(Point labels for objects)
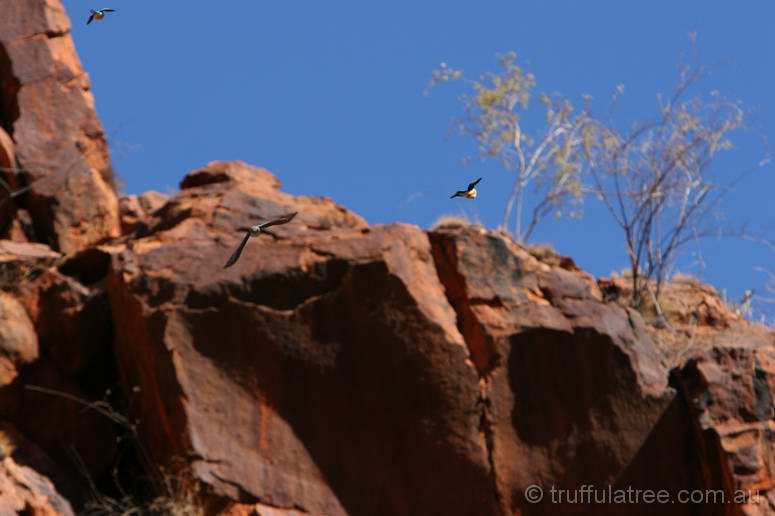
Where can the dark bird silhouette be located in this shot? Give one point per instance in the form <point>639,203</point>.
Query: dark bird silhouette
<point>468,193</point>
<point>257,230</point>
<point>98,14</point>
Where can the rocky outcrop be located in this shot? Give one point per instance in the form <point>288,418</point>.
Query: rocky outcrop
<point>47,109</point>
<point>322,355</point>
<point>56,333</point>
<point>479,368</point>
<point>341,368</point>
<point>25,485</point>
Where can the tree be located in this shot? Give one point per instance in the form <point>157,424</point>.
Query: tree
<point>551,163</point>
<point>660,180</point>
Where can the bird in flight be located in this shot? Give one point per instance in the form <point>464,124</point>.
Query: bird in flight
<point>257,230</point>
<point>468,193</point>
<point>98,14</point>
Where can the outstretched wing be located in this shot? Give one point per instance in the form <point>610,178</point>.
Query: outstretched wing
<point>234,257</point>
<point>279,220</point>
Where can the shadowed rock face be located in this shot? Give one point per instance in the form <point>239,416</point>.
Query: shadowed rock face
<point>48,110</point>
<point>331,359</point>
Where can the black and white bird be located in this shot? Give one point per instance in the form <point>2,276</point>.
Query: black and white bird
<point>257,230</point>
<point>98,14</point>
<point>468,193</point>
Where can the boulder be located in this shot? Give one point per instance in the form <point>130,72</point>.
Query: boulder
<point>48,111</point>
<point>323,373</point>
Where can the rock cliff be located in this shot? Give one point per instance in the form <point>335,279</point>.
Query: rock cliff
<point>341,369</point>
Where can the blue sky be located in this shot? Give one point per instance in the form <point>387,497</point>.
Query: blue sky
<point>329,97</point>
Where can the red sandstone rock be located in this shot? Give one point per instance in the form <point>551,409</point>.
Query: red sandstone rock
<point>331,360</point>
<point>71,342</point>
<point>48,109</point>
<point>134,209</point>
<point>24,491</point>
<point>18,341</point>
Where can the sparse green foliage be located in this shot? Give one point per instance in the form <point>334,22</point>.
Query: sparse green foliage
<point>658,178</point>
<point>551,161</point>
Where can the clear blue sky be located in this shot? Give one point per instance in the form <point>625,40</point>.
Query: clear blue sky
<point>329,97</point>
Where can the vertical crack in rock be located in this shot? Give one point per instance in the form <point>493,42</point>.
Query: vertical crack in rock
<point>9,92</point>
<point>710,463</point>
<point>480,347</point>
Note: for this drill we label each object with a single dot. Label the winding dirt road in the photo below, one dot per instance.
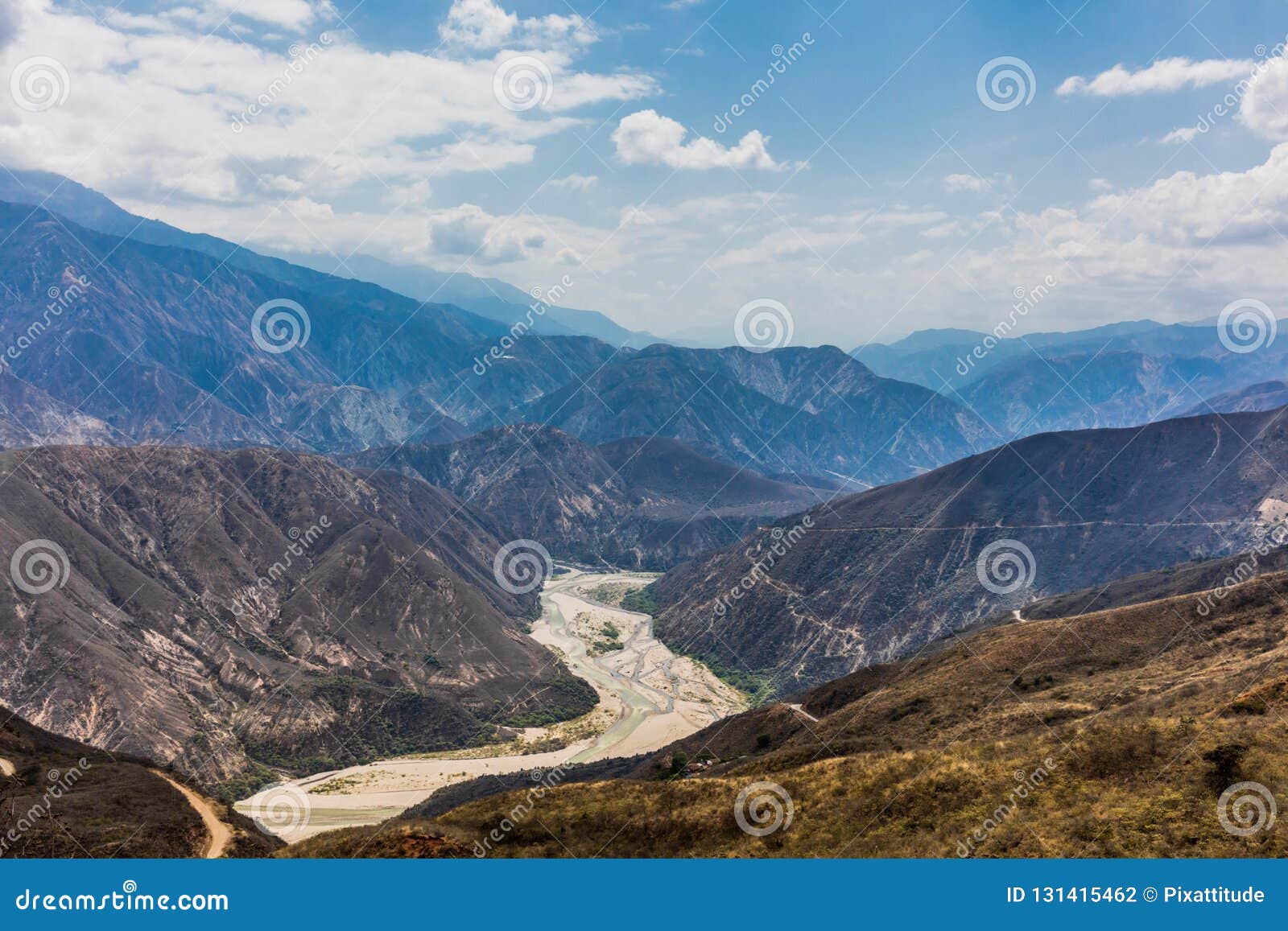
(221, 834)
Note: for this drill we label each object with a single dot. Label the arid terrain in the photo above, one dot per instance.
(648, 698)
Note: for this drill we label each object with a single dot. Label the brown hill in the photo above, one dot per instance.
(635, 502)
(877, 575)
(62, 798)
(1109, 734)
(222, 611)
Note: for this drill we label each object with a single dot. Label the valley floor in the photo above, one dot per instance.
(648, 698)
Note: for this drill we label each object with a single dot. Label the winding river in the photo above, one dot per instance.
(648, 698)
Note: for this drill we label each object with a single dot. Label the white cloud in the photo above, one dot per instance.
(1264, 107)
(943, 231)
(469, 231)
(151, 105)
(1179, 137)
(972, 183)
(573, 183)
(650, 138)
(1163, 75)
(485, 25)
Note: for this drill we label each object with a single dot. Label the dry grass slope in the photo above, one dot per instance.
(1122, 727)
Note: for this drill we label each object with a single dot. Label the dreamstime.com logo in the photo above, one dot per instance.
(39, 84)
(39, 566)
(763, 809)
(1246, 326)
(763, 325)
(522, 83)
(1005, 566)
(1247, 809)
(522, 566)
(129, 899)
(1005, 83)
(281, 325)
(281, 809)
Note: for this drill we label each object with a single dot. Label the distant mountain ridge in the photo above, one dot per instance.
(489, 298)
(884, 572)
(639, 502)
(231, 611)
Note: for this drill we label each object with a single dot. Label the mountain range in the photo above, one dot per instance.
(876, 576)
(227, 611)
(638, 502)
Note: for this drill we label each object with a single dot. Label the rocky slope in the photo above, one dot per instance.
(796, 411)
(222, 611)
(635, 502)
(1109, 734)
(879, 575)
(62, 798)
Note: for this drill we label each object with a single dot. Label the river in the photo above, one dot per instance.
(648, 698)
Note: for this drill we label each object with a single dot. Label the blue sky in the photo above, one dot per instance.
(869, 190)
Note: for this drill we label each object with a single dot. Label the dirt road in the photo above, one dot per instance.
(221, 834)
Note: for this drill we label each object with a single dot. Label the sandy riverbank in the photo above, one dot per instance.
(648, 698)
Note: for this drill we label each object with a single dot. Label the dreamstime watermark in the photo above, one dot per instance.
(762, 325)
(39, 566)
(1005, 566)
(1268, 540)
(281, 809)
(1246, 325)
(783, 60)
(61, 298)
(547, 781)
(302, 541)
(1026, 783)
(300, 58)
(522, 566)
(763, 809)
(1026, 299)
(281, 325)
(522, 83)
(1005, 83)
(543, 299)
(39, 84)
(1247, 809)
(129, 899)
(764, 559)
(61, 782)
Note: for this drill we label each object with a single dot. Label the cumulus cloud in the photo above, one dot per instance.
(470, 231)
(1179, 137)
(1264, 106)
(972, 183)
(158, 113)
(1163, 75)
(573, 183)
(485, 25)
(650, 138)
(8, 23)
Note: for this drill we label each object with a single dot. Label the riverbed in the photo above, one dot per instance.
(648, 697)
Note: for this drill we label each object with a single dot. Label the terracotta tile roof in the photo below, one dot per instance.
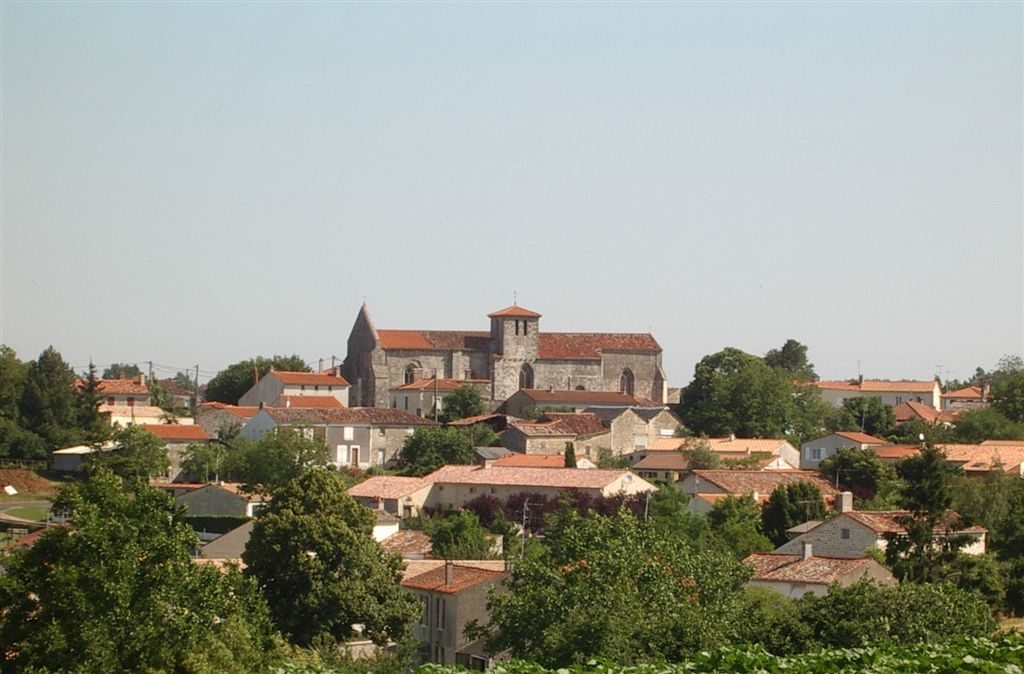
(579, 397)
(589, 346)
(888, 521)
(122, 387)
(345, 416)
(981, 458)
(912, 410)
(580, 424)
(323, 402)
(861, 438)
(514, 311)
(177, 432)
(433, 340)
(969, 393)
(763, 481)
(894, 452)
(563, 478)
(387, 487)
(543, 429)
(781, 567)
(408, 541)
(445, 385)
(415, 567)
(308, 379)
(537, 461)
(463, 578)
(243, 412)
(880, 385)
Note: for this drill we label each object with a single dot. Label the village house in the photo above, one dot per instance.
(512, 355)
(796, 575)
(709, 487)
(852, 532)
(452, 594)
(273, 385)
(813, 452)
(890, 392)
(360, 437)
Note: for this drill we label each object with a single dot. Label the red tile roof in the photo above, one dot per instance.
(861, 438)
(308, 379)
(514, 311)
(463, 578)
(776, 566)
(912, 410)
(763, 481)
(580, 397)
(408, 541)
(323, 402)
(387, 487)
(563, 478)
(881, 385)
(589, 346)
(345, 416)
(177, 432)
(122, 387)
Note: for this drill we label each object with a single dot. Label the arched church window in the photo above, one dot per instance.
(525, 376)
(626, 382)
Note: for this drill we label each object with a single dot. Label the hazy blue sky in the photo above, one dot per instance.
(202, 182)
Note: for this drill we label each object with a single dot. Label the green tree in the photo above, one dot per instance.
(736, 392)
(459, 536)
(569, 456)
(278, 458)
(313, 555)
(919, 554)
(790, 505)
(119, 592)
(463, 402)
(230, 383)
(137, 455)
(429, 449)
(616, 588)
(122, 371)
(735, 527)
(868, 415)
(859, 470)
(792, 357)
(49, 405)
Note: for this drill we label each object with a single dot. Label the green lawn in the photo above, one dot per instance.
(35, 513)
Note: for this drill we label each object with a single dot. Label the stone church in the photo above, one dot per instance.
(513, 354)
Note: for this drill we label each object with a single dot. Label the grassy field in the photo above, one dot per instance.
(35, 513)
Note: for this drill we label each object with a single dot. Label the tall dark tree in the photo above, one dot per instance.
(230, 383)
(793, 359)
(790, 505)
(313, 554)
(49, 406)
(120, 592)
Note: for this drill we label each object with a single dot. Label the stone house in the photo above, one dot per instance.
(360, 437)
(852, 532)
(813, 452)
(513, 354)
(275, 384)
(452, 594)
(890, 392)
(799, 574)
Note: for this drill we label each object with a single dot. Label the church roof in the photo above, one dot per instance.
(514, 311)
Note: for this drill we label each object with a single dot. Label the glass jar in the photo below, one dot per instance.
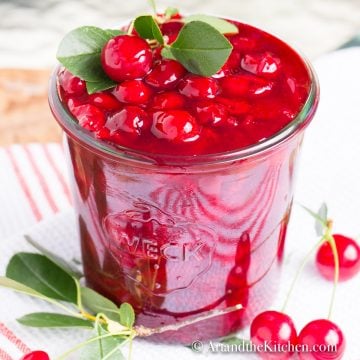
(177, 236)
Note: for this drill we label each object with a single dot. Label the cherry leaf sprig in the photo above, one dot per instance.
(200, 47)
(148, 28)
(50, 278)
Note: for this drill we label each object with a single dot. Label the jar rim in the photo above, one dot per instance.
(78, 133)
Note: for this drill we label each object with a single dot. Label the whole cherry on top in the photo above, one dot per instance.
(170, 83)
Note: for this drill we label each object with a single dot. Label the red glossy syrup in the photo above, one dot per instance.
(176, 241)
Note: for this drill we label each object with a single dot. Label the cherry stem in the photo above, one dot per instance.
(142, 331)
(299, 271)
(335, 252)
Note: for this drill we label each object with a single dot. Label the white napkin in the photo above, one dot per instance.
(329, 171)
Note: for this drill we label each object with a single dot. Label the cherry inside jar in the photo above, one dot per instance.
(183, 184)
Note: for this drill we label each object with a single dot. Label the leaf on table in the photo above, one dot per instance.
(322, 214)
(115, 32)
(69, 268)
(16, 286)
(127, 315)
(44, 319)
(97, 303)
(44, 276)
(170, 12)
(109, 348)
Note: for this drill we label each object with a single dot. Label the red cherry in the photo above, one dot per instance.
(261, 64)
(126, 57)
(235, 106)
(168, 100)
(103, 134)
(166, 74)
(275, 329)
(321, 335)
(105, 101)
(36, 355)
(209, 113)
(243, 85)
(349, 258)
(89, 116)
(242, 43)
(131, 120)
(198, 87)
(175, 125)
(132, 92)
(71, 84)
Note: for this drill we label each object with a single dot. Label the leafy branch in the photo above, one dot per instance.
(49, 278)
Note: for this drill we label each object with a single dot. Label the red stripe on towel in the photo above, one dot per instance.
(41, 180)
(24, 185)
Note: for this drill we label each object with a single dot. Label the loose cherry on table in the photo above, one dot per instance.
(322, 333)
(126, 57)
(349, 258)
(36, 355)
(274, 328)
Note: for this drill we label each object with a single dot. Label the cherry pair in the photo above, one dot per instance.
(319, 340)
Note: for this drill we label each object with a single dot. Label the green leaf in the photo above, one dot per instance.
(97, 303)
(148, 28)
(44, 276)
(115, 32)
(127, 315)
(170, 11)
(14, 285)
(105, 84)
(201, 49)
(320, 222)
(43, 319)
(166, 53)
(69, 268)
(153, 5)
(220, 25)
(322, 214)
(80, 50)
(108, 347)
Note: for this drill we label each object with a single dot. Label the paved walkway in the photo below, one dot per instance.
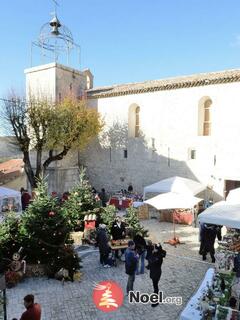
(182, 272)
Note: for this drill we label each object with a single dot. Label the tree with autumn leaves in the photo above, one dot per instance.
(49, 129)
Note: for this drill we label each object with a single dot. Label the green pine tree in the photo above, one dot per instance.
(81, 201)
(45, 231)
(133, 223)
(9, 239)
(107, 216)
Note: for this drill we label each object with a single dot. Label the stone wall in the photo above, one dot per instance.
(170, 118)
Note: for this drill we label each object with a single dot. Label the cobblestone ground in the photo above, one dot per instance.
(182, 272)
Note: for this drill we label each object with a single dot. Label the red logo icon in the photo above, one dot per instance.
(108, 296)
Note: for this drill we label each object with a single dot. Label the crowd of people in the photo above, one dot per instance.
(137, 251)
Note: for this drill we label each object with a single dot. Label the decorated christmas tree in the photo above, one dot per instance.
(81, 201)
(107, 216)
(133, 223)
(45, 233)
(9, 239)
(107, 299)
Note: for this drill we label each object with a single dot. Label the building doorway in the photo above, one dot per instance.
(230, 185)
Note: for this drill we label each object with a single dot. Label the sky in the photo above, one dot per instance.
(125, 41)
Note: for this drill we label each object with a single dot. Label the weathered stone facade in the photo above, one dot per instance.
(169, 142)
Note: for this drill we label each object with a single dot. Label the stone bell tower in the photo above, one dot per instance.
(54, 77)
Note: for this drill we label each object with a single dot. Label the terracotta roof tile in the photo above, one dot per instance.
(202, 79)
(12, 165)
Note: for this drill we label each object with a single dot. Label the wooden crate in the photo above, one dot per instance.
(143, 212)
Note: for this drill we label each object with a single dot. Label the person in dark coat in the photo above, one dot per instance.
(131, 259)
(118, 232)
(149, 249)
(103, 197)
(140, 246)
(208, 236)
(25, 198)
(155, 264)
(102, 242)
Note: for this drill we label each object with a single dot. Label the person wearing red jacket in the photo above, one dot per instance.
(33, 311)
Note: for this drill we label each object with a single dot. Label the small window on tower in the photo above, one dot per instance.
(192, 154)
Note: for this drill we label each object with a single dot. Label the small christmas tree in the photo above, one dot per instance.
(107, 216)
(45, 231)
(133, 223)
(9, 239)
(81, 201)
(107, 300)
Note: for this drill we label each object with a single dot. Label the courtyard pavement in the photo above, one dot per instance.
(182, 272)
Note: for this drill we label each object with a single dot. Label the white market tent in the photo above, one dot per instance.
(233, 196)
(175, 184)
(10, 199)
(171, 200)
(222, 213)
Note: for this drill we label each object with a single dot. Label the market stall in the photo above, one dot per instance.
(183, 205)
(175, 184)
(219, 295)
(10, 200)
(120, 202)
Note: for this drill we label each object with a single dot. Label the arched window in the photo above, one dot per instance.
(207, 118)
(137, 122)
(204, 117)
(134, 121)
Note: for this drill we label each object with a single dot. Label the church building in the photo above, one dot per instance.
(183, 126)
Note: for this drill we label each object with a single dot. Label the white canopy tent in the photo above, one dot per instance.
(10, 200)
(233, 196)
(175, 184)
(171, 200)
(222, 213)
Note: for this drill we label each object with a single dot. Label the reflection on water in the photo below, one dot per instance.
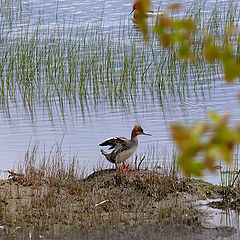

» **What the task requires**: Rescale the entries from the line containing "Where can the blue" down to the line containing "<point>18,341</point>", both ends included. Write only those lines out again, requests and all, with each answer coordinate multiplied by 0.75 and rounded to a whole number (halves up), and leave the sample points in the requests unchanged.

» **Output of the exercise**:
Where can the blue sky be located in this shot? Give one point per instance in the form <point>387,497</point>.
Query: blue sky
<point>247,73</point>
Where can the red sandstone rock be located in this shot? Give one point per instance in the form <point>551,409</point>.
Query: red sandstone rock
<point>248,270</point>
<point>53,257</point>
<point>36,82</point>
<point>101,157</point>
<point>18,368</point>
<point>14,256</point>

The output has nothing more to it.